Consigne » Dans la critique du roman, donnez tel quel le passage qui commence par les mots contenant « CONTRE ( mon » et se termine par « de son époque. ».

Extrait donné »
********

Nous suivons tout au long du livre les deux personnages, dans leurs interrogations, la remise en question approximative de leurs vies, de leur travail, le flash-back sur leur enfance. Ils se découvrent accidentellement et de façon improbable dans un Mas qui appartenait à sa mère récemment décédée . Sur les Causses. Dans des circonstances peu crédibles.
Relaté, ainsi, et de façon prosaïque nous sommes en réalité assez éloignés du propos de l’autrice, dont l’objectif est d’analyser, de déstructurer, de faire exploser en éclats irrécupérables le discours mâle dominant, soutien du comportement masculin qui va de pair.
POUR : le livre et l’écriture qui va avec est fascinant, brillant d’intelligence, de drôlerie sarcastique dans sa façon de jauger et de casser les rôles, sans mépris mais avec justesse, sans haine mais sans pitié, sans accuser mais sans pardonner. L’urgence de l’écriture, point fort du livre, confère à ce roman sur un Dom Juan moderne ( ou sur l’homme moderne??) la force digne d’un rouleau compresseur. Impossible qu’il s’en sorte. Inutile de combattre, de convaincre, de biaiser, cet homme (les hommes?) a déjà perdu. Pleutre , lâche, irresponsable, dévolu à sa propre et unique cause, personne, intérêt, image, possédé par sa névrose, sa cyclothymie ou sa schizophrènie (au choix ou les deux à la fois) il est perdu. Le face à face, tel un impensable duel dans un western spaghetti va tourner court pour lui. On reste médusé par tant d’intelligence, d’analyse et d’humour dévastateur de l’auteur , par la pertinence du style qui s’avère être l’outil ultime propre à démonter la mécanique bien huilée, de ce petit Dom Juan, qui frétille dans un monde antiquement patriarcal.
CONTRE ( mon alter ego) : on se perd vite dans une histoire improbable, où les égos tant masculins que féminins se regardent, se retournent et se contournent, et même si le drame est là, au coin du bois, ni homme ni femme ne ressort indemne de cette histoire. Pas d’empathie, pas d’espérance , pas de bonheur, pas d’amour surtout. Cet homme n’est pas amoureux, c’est un consommateur de tout ce que l’on voudra, de plaisir, de sexe, de femmes et d’hommes, de reconnaissance, d’imaginaire pervers , d’autosuffisance, de son art. L’idiot utile de son époque.

********

Entrées fournies »
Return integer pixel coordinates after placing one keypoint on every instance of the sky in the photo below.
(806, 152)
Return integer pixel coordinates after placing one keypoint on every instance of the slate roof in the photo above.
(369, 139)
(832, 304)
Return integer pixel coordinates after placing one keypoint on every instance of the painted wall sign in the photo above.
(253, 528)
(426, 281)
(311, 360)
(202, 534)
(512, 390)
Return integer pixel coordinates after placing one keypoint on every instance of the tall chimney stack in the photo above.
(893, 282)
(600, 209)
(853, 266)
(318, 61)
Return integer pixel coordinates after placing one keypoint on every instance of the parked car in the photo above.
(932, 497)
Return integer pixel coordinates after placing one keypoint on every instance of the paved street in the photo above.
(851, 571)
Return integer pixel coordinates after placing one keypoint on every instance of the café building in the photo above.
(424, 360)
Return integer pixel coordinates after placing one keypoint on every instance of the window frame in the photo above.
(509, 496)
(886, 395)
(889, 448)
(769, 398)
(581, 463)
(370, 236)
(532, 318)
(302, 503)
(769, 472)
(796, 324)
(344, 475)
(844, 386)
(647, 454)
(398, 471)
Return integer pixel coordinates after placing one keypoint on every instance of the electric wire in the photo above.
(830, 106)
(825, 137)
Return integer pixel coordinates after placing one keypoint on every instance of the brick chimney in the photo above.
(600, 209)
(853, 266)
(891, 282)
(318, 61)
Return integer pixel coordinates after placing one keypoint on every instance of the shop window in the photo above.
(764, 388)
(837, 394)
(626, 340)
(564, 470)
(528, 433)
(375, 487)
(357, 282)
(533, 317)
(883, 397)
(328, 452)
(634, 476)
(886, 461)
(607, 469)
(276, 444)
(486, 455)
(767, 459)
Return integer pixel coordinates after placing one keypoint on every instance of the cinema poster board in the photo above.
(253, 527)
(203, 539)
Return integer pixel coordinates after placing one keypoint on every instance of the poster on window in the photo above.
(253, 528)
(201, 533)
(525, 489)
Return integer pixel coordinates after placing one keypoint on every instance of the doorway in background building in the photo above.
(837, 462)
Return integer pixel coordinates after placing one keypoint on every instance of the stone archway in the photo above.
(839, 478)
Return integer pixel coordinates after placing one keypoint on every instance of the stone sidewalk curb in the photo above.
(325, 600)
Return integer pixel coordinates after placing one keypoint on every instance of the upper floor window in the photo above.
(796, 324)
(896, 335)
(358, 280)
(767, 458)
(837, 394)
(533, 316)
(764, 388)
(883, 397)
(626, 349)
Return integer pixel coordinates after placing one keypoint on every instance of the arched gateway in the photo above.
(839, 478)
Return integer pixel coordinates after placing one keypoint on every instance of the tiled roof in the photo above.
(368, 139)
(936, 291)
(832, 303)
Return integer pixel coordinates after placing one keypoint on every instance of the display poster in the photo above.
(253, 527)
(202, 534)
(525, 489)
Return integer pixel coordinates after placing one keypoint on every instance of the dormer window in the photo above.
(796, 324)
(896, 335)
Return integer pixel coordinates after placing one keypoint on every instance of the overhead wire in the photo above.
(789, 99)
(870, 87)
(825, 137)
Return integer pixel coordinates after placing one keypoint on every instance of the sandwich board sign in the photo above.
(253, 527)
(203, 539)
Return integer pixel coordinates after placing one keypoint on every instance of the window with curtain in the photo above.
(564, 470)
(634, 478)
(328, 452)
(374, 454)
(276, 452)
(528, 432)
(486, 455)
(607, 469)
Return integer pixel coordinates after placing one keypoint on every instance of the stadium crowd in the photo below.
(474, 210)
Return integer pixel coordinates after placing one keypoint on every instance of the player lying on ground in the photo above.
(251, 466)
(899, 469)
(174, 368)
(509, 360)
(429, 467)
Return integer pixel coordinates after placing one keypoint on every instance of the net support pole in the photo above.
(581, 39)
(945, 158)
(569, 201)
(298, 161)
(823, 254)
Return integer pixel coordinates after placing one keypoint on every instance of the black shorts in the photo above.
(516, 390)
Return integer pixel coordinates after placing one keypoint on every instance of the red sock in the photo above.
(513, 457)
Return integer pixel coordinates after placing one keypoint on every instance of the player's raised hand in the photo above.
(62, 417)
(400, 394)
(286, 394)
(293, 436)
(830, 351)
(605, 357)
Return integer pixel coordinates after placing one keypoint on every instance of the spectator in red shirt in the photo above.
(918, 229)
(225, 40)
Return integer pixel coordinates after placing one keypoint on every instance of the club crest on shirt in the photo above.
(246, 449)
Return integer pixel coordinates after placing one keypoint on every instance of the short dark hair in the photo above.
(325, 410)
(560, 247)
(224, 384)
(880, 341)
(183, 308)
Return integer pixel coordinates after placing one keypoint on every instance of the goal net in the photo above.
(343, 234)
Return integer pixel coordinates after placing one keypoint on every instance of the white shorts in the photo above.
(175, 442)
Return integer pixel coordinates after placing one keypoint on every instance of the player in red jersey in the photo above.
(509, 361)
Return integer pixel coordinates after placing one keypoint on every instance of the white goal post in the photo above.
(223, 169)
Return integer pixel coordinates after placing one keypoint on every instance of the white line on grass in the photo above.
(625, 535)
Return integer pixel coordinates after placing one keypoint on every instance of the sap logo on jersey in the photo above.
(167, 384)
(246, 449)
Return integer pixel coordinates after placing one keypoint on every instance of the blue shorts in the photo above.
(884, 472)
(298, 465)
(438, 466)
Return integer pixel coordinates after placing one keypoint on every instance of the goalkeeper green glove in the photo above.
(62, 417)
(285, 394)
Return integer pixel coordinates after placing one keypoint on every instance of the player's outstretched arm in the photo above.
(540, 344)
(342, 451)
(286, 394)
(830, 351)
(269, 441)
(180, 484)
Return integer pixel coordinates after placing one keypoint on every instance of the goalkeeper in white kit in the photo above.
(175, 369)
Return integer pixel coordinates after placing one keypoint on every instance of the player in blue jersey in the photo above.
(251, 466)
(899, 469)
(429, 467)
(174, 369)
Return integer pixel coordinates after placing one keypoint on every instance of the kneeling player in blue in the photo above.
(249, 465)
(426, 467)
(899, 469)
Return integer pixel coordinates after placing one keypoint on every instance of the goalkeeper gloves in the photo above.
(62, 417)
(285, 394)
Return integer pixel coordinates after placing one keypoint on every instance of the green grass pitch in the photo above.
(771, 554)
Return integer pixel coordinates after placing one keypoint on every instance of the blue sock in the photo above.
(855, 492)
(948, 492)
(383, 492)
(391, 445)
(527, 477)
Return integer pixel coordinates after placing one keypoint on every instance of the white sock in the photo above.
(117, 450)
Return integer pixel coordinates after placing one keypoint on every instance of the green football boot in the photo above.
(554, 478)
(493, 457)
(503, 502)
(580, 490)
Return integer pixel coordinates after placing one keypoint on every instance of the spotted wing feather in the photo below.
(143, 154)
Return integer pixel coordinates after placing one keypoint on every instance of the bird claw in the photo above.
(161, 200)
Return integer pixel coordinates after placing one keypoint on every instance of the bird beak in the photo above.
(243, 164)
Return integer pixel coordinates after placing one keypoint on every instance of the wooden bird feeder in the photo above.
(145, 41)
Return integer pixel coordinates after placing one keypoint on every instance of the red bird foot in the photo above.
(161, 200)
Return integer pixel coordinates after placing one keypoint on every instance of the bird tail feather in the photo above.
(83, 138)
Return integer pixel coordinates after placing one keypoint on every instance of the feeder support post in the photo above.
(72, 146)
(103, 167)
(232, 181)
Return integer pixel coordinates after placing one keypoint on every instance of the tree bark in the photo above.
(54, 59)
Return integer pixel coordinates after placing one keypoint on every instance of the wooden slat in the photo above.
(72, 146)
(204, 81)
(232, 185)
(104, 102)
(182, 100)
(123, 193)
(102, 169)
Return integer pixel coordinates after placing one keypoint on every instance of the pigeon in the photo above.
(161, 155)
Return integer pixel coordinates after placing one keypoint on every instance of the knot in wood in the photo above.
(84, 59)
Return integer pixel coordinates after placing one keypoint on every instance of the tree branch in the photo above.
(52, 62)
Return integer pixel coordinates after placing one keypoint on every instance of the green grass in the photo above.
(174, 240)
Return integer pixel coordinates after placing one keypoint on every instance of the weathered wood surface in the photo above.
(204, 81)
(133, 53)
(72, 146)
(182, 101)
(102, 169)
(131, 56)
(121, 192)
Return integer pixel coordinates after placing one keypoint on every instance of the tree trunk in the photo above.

********

Bonne réponse »
CONTRE ( mon alter ego) : on se perd vite dans une histoire improbable, où les égos tant masculins que féminins se regardent, se retournent et se contournent, et même si le drame est là, au coin du bois, ni homme ni femme ne ressort indemne de cette histoire. Pas d’empathie, pas d’espérance , pas de bonheur, pas d’amour surtout. Cet homme n’est pas amoureux, c’est un consommateur de tout ce que l’on voudra, de plaisir, de sexe, de femmes et d’hommes, de reconnaissance, d’imaginaire pervers , d’autosuffisance, de son art. L’idiot utile de son époque.